Pour l’amour de l’art

"Le tableau de Giacomo" de Geneviève Bergé405blog1
4 ½ étoiles

Editions Luce Wilquin, 205 pages, isbn 9782882534057

C’est vers Messine que Geneviève Bergé nous entraîne avec son nouveau roman, "Le tableau de Giacomo". Messine telle que nous la verrons jamais plus, car cette Messine-là fut rasée par trois tremblements de terre successifs, en 1693, en 1783 puis, surtout, le 28 décembre 1908. Enfin délivrée de la menace des pirates barbaresques, Messine en 1654 est encore – mais pour très peu de temps – sous contrôle espagnol. La ville jouit alors d’une tranquillité telle qu’elle n’en avait plus connue depuis longtemps, et elle met à profit ce calme retrouvé pour se laisser aller à la manie de la collection: "C’est que vivre sans manquer est impossible. Vivre sans espérer, ni désirer, vivre repu et satisfait, non, cela ne va pas. Personne ne vit de la sorte. Et surtout pas une société tout entière. Il faut chercher quelque chose, le vouloir, bientôt le vouloir à tout prix. Il faut d’abord que naisse l’attente, puis que l’attente se fasse recherche jusqu’à ce que la recherche devienne frénésie. La frénésie touche les très nantis, puis ceux qui le sont un peu moins, cela prend rapidement l’allure d’une obsession, c’est le grain de folie d’une époque, sa manière de danser sur les tables et de clamer qu’elle est vivante. La frénésie se suffit à elle-même, car l’objet dont elle s’empare importe peu en fin de compte, on peut collectionner pareillement les épices, les souvenirs de voyage ou les oignons de tulipe, c’est le geste qui compte." (pp. 25-26)

_Tâche à réaliser_
Indiquez, s'il vous plaît, si chacune des affirmations suivantes concorde avec le texte extrait sur le roman de Geneviève Bergé, en répondant par oui ou non et en citant exactement les mots du texte qui tranchent.
1. La Messine d'alors a été rasée par trois tremblements de terre, dont celui du 28 décembre 1908.
2. En 1654, Messine se trouve sous contrôle français.
3. Le roman compte 305 pages.

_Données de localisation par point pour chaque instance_
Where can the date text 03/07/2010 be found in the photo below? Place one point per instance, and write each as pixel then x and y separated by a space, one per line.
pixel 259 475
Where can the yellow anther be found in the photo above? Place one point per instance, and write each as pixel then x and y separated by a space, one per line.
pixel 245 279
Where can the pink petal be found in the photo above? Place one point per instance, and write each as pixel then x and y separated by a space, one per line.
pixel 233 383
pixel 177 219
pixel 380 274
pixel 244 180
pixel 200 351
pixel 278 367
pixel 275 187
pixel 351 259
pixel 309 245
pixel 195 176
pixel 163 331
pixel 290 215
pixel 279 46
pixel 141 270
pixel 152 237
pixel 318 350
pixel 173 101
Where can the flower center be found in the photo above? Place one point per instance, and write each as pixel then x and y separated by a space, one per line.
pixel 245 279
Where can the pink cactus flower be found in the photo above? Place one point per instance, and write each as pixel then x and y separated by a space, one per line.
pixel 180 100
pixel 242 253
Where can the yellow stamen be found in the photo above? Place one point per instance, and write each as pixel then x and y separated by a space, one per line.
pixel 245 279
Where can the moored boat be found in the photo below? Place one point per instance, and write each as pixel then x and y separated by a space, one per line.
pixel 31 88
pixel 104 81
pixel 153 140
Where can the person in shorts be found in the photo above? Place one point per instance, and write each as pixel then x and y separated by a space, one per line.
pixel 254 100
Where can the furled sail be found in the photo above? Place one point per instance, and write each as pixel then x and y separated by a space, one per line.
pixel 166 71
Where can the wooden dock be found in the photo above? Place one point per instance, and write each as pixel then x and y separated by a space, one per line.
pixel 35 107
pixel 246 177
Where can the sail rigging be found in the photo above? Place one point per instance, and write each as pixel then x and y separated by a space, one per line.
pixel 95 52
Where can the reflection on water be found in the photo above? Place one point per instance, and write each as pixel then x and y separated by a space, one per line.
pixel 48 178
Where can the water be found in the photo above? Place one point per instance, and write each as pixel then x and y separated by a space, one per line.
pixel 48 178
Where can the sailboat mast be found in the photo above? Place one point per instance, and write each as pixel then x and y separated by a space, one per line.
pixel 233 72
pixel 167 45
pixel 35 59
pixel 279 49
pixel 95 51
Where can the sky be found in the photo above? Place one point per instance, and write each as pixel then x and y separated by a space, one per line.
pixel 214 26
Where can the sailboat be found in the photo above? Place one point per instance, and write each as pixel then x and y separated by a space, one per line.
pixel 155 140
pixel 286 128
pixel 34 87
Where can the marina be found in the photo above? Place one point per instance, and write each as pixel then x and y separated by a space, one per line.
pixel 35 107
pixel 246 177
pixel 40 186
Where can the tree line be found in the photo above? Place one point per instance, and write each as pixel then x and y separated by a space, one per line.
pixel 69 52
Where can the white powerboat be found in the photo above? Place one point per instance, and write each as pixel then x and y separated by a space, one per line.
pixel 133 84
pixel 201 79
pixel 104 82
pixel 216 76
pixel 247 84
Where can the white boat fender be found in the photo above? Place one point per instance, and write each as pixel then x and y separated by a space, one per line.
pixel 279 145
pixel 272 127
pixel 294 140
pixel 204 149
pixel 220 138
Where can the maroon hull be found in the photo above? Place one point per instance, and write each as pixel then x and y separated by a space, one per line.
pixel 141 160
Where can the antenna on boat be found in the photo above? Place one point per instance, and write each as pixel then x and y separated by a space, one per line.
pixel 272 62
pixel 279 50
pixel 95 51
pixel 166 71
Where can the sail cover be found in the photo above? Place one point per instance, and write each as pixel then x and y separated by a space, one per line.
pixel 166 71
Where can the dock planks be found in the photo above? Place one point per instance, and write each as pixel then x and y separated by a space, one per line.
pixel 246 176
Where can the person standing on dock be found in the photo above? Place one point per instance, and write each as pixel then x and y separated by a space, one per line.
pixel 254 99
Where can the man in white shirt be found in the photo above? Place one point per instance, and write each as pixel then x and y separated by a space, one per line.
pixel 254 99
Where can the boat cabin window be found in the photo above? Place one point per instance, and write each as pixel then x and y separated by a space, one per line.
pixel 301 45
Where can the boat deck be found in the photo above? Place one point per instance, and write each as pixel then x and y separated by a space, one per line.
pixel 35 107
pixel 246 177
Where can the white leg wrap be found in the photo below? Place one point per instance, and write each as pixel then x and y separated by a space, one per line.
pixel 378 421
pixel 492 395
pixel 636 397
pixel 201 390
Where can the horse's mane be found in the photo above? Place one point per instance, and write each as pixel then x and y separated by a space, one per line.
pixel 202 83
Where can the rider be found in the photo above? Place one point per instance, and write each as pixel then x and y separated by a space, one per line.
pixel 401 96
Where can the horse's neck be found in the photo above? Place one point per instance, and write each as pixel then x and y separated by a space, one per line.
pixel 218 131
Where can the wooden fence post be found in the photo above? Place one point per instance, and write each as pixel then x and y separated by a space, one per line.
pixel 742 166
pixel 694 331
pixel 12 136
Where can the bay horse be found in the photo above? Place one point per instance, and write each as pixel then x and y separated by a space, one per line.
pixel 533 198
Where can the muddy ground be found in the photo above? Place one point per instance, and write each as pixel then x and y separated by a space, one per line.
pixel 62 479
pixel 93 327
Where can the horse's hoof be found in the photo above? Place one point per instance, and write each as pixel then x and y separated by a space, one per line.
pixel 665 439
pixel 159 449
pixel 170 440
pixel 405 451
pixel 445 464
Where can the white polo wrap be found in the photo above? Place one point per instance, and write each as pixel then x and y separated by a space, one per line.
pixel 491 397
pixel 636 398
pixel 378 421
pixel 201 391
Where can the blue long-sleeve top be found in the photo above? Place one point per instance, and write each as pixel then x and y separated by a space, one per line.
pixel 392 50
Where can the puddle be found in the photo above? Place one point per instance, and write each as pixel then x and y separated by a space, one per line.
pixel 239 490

_Résultat de la tâche_
1. Oui : « cette Messine-là fut rasée par trois tremblements de terre successifs, en 1693, en 1783 puis, surtout, le 28 décembre 1908 »
2. Non : « Messine en 1654 est encore – mais pour très peu de temps – sous contrôle espagnol »
3. Non : « 205 pages »